** BEGIN Text section **

Wow. Okay here we go. It seems like the playbook most executives are running right now was written for a world that really no longer exists. Org charts, they feel more like status symbols these days. Headcount as proof of leadership? Nah, not really. And AI prototypes that wow everyone in the boardroom only to fall apart in the real world? There's a lot of that going around.

This week I've been thinking about what happens when reality catches up. Why some companies seem to be pulling away while others are stuck spinning their wheels. And why the winners usually aren't smarter, they're just moving faster.

I’ve moved my newsletter to the Atonom site and would love for you to join me there as I phase out Beehiiv.

It’s my little newsletter where I break down things I think are interesting happening in AI, along with whatever else I’ve been paying attention to lately. Subscribe here.

Let's get into it.

The End of Headcount Flexing

Some leaders are addicted to headcount. That's about to become a big problem.

** END Text section **

> Task objective
List each example the opening paragraph of the newsletter excerpt gives of the outdated executive playbook. The data here has no connection to the newsletter excerpt above.

** BEGIN Dataset entries **

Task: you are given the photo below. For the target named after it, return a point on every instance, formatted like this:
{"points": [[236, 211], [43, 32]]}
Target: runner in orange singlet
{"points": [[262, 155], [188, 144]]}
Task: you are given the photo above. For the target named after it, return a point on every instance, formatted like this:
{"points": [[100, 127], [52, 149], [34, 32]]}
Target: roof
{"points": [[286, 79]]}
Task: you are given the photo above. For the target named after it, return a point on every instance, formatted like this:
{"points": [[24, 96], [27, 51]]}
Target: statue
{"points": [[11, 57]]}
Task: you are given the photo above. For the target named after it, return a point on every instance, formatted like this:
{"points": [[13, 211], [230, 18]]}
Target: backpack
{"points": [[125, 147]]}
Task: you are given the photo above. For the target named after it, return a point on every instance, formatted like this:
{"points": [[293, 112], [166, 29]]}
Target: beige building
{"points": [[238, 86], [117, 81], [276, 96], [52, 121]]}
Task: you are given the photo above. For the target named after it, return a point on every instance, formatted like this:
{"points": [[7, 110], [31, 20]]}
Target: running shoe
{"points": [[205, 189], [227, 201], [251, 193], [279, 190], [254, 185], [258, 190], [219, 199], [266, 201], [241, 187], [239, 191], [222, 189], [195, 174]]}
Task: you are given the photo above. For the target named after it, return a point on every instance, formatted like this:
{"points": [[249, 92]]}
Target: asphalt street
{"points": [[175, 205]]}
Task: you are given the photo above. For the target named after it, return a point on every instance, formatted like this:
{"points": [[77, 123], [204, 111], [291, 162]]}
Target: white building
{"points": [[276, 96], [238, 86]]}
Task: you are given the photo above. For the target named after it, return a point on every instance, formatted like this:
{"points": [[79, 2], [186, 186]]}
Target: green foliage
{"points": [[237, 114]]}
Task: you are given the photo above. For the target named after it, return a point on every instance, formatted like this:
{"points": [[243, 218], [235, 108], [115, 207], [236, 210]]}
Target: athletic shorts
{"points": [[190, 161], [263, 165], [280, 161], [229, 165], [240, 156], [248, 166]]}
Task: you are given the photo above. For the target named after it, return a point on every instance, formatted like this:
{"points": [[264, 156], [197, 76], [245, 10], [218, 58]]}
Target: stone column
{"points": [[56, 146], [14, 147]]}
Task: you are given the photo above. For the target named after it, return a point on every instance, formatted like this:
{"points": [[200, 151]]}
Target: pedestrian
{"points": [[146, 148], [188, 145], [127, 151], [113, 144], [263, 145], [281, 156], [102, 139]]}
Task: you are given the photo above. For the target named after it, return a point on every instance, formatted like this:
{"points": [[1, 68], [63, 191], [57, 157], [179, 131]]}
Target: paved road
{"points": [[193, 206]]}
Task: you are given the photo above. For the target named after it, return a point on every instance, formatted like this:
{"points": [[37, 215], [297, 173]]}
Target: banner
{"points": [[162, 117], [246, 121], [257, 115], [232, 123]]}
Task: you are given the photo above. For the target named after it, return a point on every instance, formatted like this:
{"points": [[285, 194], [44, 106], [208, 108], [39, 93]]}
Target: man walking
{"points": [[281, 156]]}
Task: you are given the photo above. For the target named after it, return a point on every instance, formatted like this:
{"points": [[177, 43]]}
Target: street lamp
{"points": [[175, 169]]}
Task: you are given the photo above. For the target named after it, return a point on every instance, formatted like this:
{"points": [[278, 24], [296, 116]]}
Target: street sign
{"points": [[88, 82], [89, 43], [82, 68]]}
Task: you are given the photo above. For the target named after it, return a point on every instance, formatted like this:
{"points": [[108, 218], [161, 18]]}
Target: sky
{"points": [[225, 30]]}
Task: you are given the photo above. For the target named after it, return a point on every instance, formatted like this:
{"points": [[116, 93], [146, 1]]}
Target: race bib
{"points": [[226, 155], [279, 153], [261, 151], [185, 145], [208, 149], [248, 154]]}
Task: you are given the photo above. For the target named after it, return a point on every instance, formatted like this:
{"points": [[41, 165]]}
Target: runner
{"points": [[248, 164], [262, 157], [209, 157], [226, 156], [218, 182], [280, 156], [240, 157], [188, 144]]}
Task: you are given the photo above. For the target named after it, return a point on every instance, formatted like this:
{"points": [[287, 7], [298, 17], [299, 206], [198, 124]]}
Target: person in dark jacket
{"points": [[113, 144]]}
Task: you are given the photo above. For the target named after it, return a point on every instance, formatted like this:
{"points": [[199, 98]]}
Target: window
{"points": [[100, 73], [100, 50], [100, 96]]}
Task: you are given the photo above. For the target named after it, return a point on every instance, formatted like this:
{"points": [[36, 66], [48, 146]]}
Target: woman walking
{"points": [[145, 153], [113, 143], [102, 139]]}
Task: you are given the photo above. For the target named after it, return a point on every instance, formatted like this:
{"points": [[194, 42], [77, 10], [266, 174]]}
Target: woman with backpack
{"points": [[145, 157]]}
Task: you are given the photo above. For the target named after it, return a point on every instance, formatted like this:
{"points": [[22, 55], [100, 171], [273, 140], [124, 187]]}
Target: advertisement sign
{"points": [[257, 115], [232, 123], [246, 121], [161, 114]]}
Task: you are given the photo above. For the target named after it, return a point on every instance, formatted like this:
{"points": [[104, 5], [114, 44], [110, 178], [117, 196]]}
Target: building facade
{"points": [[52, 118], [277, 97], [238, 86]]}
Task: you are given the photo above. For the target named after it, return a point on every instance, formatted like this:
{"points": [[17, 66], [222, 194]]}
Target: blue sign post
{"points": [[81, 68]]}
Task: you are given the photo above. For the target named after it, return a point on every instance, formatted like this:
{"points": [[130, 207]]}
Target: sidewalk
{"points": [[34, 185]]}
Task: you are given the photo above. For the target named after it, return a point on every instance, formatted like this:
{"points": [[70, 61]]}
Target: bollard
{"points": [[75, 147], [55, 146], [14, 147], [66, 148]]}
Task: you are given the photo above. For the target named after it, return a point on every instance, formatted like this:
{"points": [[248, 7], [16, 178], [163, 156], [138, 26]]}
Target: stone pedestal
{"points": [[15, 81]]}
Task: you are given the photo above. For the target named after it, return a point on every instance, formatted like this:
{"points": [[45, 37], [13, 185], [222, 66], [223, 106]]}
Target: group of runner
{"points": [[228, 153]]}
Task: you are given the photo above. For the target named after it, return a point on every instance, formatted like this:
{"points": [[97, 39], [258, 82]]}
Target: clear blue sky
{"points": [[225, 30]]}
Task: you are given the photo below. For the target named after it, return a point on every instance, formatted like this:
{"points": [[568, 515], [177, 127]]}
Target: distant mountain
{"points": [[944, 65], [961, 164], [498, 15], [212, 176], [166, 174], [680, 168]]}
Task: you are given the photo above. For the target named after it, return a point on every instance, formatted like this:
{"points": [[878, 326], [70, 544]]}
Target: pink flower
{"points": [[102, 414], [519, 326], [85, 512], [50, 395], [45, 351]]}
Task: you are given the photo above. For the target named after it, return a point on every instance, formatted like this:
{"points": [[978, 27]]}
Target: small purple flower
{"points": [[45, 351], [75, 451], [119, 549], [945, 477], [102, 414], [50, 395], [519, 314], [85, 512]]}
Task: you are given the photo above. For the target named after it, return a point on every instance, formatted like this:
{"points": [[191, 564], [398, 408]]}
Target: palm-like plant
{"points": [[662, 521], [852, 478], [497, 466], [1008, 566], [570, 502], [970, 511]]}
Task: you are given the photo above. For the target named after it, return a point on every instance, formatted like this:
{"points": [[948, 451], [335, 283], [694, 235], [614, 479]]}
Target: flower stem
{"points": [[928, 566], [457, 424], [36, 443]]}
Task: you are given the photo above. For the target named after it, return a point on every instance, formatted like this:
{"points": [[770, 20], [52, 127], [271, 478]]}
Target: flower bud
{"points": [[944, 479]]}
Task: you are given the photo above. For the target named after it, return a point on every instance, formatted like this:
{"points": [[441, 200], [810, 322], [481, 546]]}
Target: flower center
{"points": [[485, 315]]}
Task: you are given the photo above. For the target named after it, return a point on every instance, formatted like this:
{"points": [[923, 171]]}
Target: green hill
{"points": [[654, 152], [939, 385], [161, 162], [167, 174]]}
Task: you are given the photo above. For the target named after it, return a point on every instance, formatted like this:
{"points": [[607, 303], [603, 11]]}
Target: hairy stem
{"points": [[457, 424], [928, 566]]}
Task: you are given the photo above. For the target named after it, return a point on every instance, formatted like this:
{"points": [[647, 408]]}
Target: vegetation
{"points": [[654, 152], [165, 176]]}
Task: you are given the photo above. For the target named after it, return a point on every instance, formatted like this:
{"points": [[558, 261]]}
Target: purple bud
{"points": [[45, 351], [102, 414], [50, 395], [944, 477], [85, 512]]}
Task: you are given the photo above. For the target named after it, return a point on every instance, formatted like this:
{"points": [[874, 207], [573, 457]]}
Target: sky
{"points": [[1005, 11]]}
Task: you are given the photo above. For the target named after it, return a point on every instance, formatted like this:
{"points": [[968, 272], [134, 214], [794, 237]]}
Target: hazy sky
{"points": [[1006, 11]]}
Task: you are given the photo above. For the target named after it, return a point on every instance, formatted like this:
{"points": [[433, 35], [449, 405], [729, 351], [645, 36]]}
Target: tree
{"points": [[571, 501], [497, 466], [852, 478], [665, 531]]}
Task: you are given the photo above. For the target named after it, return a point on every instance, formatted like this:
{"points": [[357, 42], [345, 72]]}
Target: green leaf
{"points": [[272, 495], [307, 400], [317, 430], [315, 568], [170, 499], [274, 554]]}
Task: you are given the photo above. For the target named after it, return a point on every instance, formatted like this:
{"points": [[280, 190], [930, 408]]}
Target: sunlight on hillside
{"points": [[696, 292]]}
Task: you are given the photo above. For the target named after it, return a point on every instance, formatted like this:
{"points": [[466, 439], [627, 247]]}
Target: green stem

** END Dataset entries **

> Solution for this problem
- Org charts, which feel more like status symbols these days
- Headcount as proof of leadership
- AI prototypes that wow everyone in the boardroom only to fall apart in the real world